5 Sebab Makanan Diharamkan (3)
Berikut adalah bahasan terakhir mengenai sebab-sebab makanan diharamkan. Moga bermanfaat.
Sebab keempat: Dianggap jijik bagi orang yang memiliki tabiat yang selamat.
Ulama Syafi’iyah mencontohkan seperti menelan ludah, menelan keringat dan menelan mani. Contoh-contoh yang disebutkan tadi asalnya sesuatu yang suci yang berasal dari manusia. Namun diharamkan menelan (memakannya) karena dianggap menjijikkan. Namun ulama Syafi’iyah mengecualikan sesuatu yang dinilai menjijikkan tadi jika tujuannya adalah untuk mencuci tangan, maka pada saat ini tidaklah haram.
Ulama Hambali mencontohkan sesuatu yang dianggap jijik dan terlarang untuk dikonsumsi, seperti kotoran manusia atau hewan, kencing, dan kutu. Namun patut dipahami di sini bahwa ulama Hambali berpendapat bahwa kotoran hewan yang hewan tersebut halal kita makan dagingnya, kotoran tersebut tetap suci, begitu pula kencingnya. Yang dinyatakan haram adalah mengonsumsi kotoran atau kencing tersebut karena itu adalah suatu hal yang menjijikkan.
Jadi kaedah yang patut dipahami, sesuatu yang kotor belum tentu tidak suci dan tidak semua yang suci boleh dikonsumsi.
Sebab kelima: Tidak diizinkan oleh syari’at karena menjadi milik orang lain.
Contohnya adalah makanan yang bukan menjadi milik orang yang memakannya, tidak pula makanan tersebut diizinkan untuk dimakan oleh pemilik atau pun oleh syari’at. Contohnya adalah sesuatu yang dicuri, diambil dengan cara berjudi dan lainnya.

- _TUGAS SINGKAT A_
Pilih setiap baris pada data yang memuat kata "deer", lalu salin baris-baris itu.
Teks bacaan dan data baris merupakan bahan yang berdiri sendiri dan tidak saling berkaitan.

- _DATA MASUKAN_
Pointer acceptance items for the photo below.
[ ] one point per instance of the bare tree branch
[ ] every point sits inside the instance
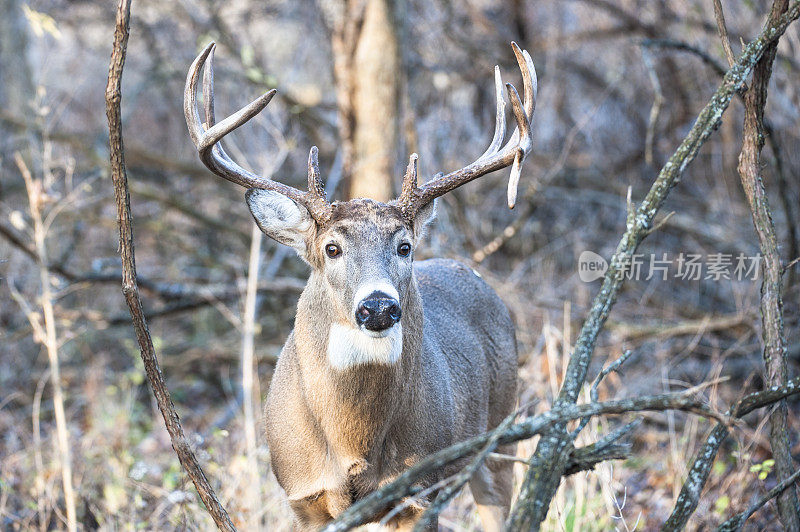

...

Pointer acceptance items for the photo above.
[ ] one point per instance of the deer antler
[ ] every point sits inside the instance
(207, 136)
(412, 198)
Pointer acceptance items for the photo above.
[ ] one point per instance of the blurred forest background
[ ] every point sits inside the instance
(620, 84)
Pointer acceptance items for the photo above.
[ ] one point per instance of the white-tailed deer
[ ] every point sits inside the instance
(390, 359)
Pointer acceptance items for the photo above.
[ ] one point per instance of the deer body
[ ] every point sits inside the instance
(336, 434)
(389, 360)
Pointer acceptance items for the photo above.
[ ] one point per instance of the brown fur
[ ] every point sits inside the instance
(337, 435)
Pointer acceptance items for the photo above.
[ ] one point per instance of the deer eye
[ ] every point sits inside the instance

- _TUGAS SINGKAT B_
Dalam teks bacaan tentang sebab makanan diharamkan, sebutkan semua contoh yang diberikan ulama Hambali tentang sesuatu yang dianggap jijik dan terlarang untuk dikonsumsi.

- _PEMBAHASAN JAWABAN A_
[ ] one point per instance of the deer antler
[ ] one point per instance of the white-tailed deer
[ ] one point per instance of the deer body
[ ] one point per instance of the deer eye

- _PEMBAHASAN JAWABAN B_
- kotoran manusia atau hewan
- kencing
- kutu